▶ **Excerpt**:
++++
On Wed, Apr 3, 2019 at 3:33 AM Jonas Schnelli via bitcoin-dev <bitcoin-dev@lists.linuxfoundation.org> wrote:
Thanks James for the post.

I proposed a similar idea [1] back in 2016 with the difference of signing the UTXO-set hash in a gitian-ish way.

While the idea of UTXO-set-syncs are attractive, there are probably still significant downsides in usability (compared to models with less security), mainly:
* Assume the UTXO set is 6 weeks old (which seems a reasonable age for providing enough security) a peer using that snapshot would still require to download and verify ~6048 blocks (~7.9GB at 1.3MB blocks,… probably CPU-days on a phone)
* Do we semi-trust the peer that servers the UTXO set (compared to a block or tx which we can validate)? What channel to we use to serve the snapshot?

If the goal is to run a full node on a consumer device that is also been used for other CPU intense operations (like a phone, etc.), I’m not sure if this proposal will lead to a satisfactory user experience.

The longer I think around this problem, the more I lean towards accepting the fact that one need to use dedicated hardware in his own environment to perform a painless full validation.

/jonas

[1] https://lists.linuxfoundation.org/pipermail/bitcoin-dev/2016-February/012478.html

> Am 02.04.2019 um 22:43 schrieb James O'Beirne via bitcoin-dev <bitcoin-dev@lists.linuxfoundation.org>:
>
> Hi,
>
> I'd like to discuss assumeutxo, which is an appealing and simple
> optimization in the spirit of assumevalid[0].
++++
[Data items]
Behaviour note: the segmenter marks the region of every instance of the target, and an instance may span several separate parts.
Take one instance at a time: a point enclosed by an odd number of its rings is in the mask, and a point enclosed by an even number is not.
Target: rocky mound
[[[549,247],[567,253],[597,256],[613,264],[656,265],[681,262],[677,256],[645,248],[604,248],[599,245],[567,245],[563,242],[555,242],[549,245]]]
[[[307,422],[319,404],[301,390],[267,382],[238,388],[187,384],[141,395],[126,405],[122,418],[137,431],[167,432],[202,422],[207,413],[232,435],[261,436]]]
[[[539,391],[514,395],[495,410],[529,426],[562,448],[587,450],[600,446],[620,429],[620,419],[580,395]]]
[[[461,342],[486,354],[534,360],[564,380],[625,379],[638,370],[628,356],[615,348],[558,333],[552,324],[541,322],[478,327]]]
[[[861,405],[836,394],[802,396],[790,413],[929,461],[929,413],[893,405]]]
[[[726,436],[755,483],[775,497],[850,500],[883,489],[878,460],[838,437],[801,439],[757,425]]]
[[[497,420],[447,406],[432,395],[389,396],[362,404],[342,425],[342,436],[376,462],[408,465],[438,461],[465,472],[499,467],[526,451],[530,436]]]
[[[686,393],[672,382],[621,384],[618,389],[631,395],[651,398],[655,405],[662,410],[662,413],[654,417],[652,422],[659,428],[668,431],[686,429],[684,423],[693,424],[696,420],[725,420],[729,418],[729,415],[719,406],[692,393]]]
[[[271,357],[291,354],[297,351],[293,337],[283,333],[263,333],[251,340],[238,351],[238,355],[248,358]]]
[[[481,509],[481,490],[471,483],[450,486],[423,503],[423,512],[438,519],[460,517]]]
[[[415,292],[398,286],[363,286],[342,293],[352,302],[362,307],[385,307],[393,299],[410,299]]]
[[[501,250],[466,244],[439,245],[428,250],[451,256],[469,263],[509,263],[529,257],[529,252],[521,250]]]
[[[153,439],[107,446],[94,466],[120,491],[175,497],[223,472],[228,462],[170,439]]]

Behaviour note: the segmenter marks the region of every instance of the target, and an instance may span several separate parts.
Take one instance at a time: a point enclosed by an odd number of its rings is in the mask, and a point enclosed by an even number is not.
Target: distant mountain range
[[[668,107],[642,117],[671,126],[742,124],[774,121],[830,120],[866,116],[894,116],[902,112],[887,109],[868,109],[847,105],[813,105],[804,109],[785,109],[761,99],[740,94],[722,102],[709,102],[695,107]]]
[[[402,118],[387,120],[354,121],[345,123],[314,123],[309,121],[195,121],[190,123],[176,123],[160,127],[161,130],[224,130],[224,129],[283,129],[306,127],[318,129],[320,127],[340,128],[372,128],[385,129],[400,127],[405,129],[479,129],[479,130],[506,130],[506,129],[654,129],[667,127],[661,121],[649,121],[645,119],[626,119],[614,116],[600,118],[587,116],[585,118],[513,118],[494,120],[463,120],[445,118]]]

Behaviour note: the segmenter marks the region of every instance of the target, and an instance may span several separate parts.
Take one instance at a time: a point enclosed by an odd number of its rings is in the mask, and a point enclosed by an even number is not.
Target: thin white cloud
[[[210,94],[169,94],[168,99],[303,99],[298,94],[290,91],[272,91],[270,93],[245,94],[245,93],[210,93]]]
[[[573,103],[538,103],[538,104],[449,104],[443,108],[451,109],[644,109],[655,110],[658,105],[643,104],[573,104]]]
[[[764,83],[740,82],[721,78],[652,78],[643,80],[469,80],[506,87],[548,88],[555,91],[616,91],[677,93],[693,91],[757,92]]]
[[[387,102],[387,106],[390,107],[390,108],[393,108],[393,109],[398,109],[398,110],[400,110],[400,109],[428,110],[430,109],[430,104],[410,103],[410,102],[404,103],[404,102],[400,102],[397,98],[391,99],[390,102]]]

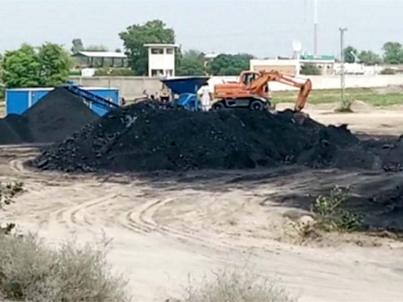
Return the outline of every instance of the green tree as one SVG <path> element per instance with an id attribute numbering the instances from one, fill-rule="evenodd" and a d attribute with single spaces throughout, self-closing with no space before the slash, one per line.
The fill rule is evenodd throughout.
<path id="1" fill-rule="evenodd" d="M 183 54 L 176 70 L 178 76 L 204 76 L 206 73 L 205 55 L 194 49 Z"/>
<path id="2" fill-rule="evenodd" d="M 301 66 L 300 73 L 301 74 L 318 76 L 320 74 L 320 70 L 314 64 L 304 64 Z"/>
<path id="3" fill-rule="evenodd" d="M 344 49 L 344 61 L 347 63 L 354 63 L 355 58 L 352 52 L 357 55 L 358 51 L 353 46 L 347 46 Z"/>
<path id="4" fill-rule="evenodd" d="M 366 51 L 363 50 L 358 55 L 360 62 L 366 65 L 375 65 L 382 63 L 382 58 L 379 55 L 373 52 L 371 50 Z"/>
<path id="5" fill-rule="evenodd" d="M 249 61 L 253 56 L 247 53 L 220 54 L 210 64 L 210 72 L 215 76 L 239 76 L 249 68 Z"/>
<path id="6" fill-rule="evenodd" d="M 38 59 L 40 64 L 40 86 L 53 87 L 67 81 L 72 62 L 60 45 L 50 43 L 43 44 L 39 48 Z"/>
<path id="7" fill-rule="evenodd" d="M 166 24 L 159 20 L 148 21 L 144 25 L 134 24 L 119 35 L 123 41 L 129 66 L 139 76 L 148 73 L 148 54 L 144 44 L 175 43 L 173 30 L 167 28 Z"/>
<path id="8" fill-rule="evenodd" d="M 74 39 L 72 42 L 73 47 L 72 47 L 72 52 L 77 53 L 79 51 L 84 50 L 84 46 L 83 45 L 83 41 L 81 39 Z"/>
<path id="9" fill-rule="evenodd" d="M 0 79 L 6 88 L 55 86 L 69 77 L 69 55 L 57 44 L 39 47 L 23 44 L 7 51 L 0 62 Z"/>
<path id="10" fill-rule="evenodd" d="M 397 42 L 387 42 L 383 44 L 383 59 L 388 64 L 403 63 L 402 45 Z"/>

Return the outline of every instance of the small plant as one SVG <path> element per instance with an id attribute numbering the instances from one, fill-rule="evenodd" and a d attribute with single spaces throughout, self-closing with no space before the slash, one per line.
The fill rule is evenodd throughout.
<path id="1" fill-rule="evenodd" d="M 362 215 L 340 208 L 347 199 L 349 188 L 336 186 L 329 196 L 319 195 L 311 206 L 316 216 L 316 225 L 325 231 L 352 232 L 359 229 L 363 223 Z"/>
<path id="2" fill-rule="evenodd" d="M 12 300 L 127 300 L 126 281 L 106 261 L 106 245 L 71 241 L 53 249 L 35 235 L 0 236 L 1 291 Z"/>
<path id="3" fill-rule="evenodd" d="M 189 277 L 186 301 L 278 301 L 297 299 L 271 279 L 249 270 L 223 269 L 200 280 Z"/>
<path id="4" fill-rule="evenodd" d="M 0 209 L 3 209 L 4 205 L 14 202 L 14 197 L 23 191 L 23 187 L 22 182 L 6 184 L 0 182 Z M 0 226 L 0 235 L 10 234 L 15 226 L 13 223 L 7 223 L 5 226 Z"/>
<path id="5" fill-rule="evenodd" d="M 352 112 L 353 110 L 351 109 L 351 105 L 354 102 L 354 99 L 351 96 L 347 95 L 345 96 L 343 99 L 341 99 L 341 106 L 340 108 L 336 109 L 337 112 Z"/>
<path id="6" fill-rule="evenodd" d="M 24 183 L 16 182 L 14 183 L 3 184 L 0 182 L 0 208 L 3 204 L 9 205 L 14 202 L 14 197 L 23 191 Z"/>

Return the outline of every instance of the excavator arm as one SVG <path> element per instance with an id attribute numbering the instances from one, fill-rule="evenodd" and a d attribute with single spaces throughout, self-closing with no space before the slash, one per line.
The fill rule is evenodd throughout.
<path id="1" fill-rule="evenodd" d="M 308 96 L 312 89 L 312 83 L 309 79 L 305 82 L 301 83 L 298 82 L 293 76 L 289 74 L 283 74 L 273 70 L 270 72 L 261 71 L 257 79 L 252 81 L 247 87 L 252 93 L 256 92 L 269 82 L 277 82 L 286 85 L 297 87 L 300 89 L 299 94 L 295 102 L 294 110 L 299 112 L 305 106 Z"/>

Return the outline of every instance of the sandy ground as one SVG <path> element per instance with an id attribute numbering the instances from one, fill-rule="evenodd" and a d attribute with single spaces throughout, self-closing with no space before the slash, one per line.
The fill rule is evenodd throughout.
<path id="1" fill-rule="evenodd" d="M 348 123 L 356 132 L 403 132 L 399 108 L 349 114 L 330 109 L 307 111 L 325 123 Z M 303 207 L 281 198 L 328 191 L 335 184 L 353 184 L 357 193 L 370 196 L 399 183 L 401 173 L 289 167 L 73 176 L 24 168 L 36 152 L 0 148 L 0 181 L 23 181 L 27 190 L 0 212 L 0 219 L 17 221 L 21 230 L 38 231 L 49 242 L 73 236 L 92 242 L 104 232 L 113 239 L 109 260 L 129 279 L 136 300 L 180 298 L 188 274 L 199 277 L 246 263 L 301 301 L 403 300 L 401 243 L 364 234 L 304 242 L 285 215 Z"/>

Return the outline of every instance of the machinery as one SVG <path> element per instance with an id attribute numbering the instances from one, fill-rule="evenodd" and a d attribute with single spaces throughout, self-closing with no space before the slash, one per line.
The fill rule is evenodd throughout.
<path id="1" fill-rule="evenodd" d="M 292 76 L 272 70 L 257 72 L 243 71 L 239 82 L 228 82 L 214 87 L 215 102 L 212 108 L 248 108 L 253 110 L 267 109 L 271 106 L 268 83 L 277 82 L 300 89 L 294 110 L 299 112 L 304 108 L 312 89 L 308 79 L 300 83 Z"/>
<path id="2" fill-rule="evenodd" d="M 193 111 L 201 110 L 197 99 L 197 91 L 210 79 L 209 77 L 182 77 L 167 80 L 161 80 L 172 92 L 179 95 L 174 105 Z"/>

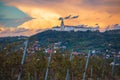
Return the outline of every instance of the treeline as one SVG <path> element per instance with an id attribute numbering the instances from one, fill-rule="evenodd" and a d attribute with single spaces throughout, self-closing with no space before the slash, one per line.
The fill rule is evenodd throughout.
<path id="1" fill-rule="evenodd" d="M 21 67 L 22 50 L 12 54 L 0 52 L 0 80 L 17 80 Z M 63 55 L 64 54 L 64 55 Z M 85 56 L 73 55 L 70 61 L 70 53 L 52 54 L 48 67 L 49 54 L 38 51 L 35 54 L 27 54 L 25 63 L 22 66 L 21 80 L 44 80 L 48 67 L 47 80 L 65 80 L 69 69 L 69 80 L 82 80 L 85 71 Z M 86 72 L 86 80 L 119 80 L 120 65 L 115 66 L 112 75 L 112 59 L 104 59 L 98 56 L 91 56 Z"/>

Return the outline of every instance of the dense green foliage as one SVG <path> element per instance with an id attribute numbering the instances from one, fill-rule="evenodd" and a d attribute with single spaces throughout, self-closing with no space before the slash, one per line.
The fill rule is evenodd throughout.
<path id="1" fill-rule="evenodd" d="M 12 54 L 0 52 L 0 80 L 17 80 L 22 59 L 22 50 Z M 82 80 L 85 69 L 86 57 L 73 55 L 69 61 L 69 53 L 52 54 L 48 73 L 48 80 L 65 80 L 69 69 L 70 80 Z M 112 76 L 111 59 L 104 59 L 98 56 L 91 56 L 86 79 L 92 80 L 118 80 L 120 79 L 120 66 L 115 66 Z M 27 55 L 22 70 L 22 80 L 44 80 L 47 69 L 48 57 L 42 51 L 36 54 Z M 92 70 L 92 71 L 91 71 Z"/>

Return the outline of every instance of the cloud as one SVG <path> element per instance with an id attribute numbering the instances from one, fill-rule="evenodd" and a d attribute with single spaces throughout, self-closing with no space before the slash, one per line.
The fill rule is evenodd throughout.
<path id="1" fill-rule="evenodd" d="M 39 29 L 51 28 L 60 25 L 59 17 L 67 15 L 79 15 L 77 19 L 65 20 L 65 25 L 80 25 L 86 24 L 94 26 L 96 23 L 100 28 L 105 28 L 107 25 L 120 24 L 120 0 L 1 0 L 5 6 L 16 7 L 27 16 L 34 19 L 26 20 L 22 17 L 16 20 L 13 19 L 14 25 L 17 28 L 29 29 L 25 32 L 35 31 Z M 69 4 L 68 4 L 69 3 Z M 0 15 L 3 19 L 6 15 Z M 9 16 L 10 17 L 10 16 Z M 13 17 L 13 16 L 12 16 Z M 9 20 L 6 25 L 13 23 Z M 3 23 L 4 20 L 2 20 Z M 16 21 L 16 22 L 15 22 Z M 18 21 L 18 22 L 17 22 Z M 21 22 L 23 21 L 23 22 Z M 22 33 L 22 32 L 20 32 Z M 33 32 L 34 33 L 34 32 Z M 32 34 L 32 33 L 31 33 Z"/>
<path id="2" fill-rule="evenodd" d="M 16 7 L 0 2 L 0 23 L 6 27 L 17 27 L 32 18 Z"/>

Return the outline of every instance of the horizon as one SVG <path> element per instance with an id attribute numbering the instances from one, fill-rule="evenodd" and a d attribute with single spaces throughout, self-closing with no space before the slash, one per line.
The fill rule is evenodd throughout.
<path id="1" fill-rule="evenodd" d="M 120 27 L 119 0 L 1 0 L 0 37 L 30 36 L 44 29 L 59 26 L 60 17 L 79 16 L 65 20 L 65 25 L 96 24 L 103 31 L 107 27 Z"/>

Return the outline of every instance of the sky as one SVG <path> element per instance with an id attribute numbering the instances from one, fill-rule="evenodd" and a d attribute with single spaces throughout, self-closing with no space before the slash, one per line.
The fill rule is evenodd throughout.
++++
▶ **Task set**:
• a. In the listing, swap "green tree" for "pine tree" in everything from the line containing "Return the outline of every instance of the green" down to the line containing "366 51 L 363", leaving all else unchanged, and give back only those lines.
• b. Extend the mailing-list email about UTXO-set snapshots with the next part of its text, picking up from its last sentence.

▶ **Answers to the tasks**:
• a.
Return the outline of every instance of the pine tree as one SVG <path> element per instance with an id attribute numbering the instances from one, fill-rule="evenodd" and a d attribute with single spaces throughout, self-closing with no space before the slash, one per line.
The fill rule is evenodd throughout.
<path id="1" fill-rule="evenodd" d="M 183 54 L 176 70 L 178 76 L 204 76 L 206 73 L 205 55 L 194 49 Z"/>
<path id="2" fill-rule="evenodd" d="M 301 66 L 300 73 L 301 74 L 318 76 L 320 74 L 320 70 L 314 64 L 304 64 Z"/>
<path id="3" fill-rule="evenodd" d="M 344 49 L 344 61 L 347 63 L 354 63 L 355 58 L 352 52 L 357 55 L 358 51 L 353 46 L 347 46 Z"/>
<path id="4" fill-rule="evenodd" d="M 366 51 L 363 50 L 358 55 L 360 62 L 366 65 L 375 65 L 382 63 L 382 58 L 379 55 L 373 52 L 371 50 Z"/>

• b.
>
> # Motivation
>
> To start a fully validating bitcoin client from scratch, that client currently
> needs to perform an initial block download. To the surprise of no one, IBD
> takes a linear amount time based on the length of the chain's history. For
> clients running on modest hardware under limited bandwidth constraints,
> say a mobile device, completing IBD takes a considerable amount of time
> and thus poses serious usability challenges.
>
> As a result, having fully validating clients run on such hardware is rare and
> basically unrealistic. Clients with even moderate resource constraints
> are encouraged to rely on the SPV trust model. Though we have promising
> improvements to existing SPV modes pending deployment[1], it's worth
> thinking about a mechanism that would allow such clients to use trust
> models closer to full validation.
>
> The subject of this mail is a proposal for a complementary alternative to SPV
> modes, and which is in the spirit of an existing default, `assumevalid`. It may
> help modest clients transact under a security model that closely resembles
> full validation within minutes instead of hours or days.
>
> # assumeutxo
>
> The basic idea is to allow nodes to initialize using a serialized version of the
> UTXO set rendered by another node at some predetermined height. The
> initializing node syncs the headers chain from the network, then obtains and
> loads one of these UTXO snapshots (i.e. a serialized version of the UTXO set
> bundled with the block header indicating its "base" and some other metadata).
>
> Based upon the snapshot, the node is able to quickly reconstruct its chainstate,
> and compares a hash of the resulting UTXO set to a preordained hash hard-coded
> in the software a la assumevalid. This all takes ~23 minutes, not accounting for
> download of the 3.2GB snapshot[2].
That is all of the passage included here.